Selected extract —
□ □ □ □ □ □ □
Drug reform: makes a hell of a lot of cents

I’ve been thinking about the budget. Its economic vacuousness: borrowing and crossing fingers for strong growth, while keeping tax cuts for the rich. The bare-faced cheek of counting the asset sales in its projections and passing Kiwisaver cuts without getting a mandate. But also, the cuts to vital public services without a more imaginative and sensible solution: drug reform.

The Law Commission proved in its report earlier this year that all the money the government sinks on the ‘war on drugs’ each year is more or less wasted. And the amount poured into this blackhole is mind-boggling.

There’s the policing cost:

“In a report prepared for the New Zealand Police in 2008, economists Business and Economic Research (BERL) estimated that the cost of enforcing the law against illegal drugs amounted to a total of $303 million in 2005/06. Enforcement activity targeting illegal stimulants was estimated to account for 48 per cent of that sum and 257,140 of the 598,000 policing hours dedicated to illicit drug enforcement. Activities targeting cannabis comprised another 38 per cent, or $116.2 million of the total budget, and accounted for 333,684 policing hours.”

600,000 police hours is equivalent to nearly 300 cops employed full-time on drugs. Remember that next time they’re too busy to attend a burglary.

There’s also the cost of imprisoning people and other sentences. There are about 1,000 people imprisoned for drugs offences, at $100,000 per head. That’s $100 million a year to lock them up.Bill English calls prison a “moral and fiscal failure”, well stopping locking so many people up for drugs crimes would be a good first step in addressing it.

Then there’s another 4,000 on other sentences, at the cost of many more millions.

Add to that the cost of all the court cases, 25,000 charges a year.

Not to mention the lost tax take from sending such a large industry underground.

All up, the ALCP reckons that marijuana prohibition alone costs half a billion dollars. That may be on the high side but gives you an idea of the scale of money being wasted on trying, and failing, to stop people consuming drugs.

All of this money is spent for virtually no effect on drug consumption. The Law Commission report makes that clear, as does the fact that 400,000 New Zealanders are regular consumers of cannabis.

What the ‘war on drugs’ does do is force drug users into close association with the criminal underworld and make it harder to get medical treatment – both of which lead to more crime problems.

It’s not just direct fiscal costs that can be reduced from focusing on drugs as a health problem, not a criminal one:

“for every $1 spent on addiction treatment, there is a $4 to $7 reduction in the cost associated with drug-related crimes, and that for some non-residential programmes, total savings can exceed costs by a ratio of 12:1”
□ □ □ □ □ □ □
Data provided —

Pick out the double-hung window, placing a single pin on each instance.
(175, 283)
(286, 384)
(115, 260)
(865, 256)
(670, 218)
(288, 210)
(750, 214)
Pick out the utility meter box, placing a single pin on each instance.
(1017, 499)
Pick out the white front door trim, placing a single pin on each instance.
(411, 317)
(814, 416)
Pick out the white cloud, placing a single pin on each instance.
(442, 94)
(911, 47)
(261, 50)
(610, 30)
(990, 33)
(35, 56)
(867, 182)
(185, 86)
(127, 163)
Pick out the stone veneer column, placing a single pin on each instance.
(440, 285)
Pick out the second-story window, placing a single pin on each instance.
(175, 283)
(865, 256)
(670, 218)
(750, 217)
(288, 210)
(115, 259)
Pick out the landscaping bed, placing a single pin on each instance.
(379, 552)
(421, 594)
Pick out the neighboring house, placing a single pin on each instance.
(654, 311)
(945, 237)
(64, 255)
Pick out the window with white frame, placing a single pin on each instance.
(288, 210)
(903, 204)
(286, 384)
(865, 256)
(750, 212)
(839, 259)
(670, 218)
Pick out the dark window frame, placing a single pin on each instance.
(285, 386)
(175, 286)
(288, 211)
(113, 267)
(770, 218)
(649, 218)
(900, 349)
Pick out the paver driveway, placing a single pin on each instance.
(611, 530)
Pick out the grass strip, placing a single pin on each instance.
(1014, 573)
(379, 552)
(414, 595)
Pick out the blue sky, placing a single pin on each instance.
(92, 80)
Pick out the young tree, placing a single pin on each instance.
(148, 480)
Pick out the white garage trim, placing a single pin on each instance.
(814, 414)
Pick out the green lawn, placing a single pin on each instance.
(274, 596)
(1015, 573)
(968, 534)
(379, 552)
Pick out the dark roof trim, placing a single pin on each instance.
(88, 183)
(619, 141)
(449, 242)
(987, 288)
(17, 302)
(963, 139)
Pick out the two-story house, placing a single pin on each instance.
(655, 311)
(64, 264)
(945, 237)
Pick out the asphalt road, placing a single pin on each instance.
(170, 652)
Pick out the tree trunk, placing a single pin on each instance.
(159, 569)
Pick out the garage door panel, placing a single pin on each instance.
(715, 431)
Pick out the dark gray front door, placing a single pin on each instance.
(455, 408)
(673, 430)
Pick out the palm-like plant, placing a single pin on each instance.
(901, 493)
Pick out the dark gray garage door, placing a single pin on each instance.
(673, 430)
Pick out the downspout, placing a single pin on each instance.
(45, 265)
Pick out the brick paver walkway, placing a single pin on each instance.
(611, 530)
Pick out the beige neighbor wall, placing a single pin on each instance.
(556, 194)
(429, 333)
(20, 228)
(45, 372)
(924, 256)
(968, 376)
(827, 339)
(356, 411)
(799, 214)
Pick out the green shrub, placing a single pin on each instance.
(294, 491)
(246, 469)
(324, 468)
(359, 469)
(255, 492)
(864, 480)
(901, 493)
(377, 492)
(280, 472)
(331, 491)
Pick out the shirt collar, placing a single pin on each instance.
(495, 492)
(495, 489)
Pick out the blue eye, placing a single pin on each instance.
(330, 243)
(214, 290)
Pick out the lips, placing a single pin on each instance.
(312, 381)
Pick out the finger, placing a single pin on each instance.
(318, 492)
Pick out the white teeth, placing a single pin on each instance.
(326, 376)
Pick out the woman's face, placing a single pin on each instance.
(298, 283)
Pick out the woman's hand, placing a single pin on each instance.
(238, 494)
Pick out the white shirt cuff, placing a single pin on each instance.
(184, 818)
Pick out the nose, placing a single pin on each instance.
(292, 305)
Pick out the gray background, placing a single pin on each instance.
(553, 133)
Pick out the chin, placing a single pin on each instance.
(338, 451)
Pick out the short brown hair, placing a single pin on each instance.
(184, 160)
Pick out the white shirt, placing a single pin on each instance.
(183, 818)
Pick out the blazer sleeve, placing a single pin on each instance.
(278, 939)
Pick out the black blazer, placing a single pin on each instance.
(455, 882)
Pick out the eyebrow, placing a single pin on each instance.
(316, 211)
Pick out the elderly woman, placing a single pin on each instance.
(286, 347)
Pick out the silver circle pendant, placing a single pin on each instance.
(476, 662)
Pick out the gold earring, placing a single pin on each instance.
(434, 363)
□ □ □ □ □ □ □
Problem —
In the drug reform post, what total cost of enforcing the law against illegal drugs did BERL estimate for 2005/06?

Solution to the problem —
$303 million.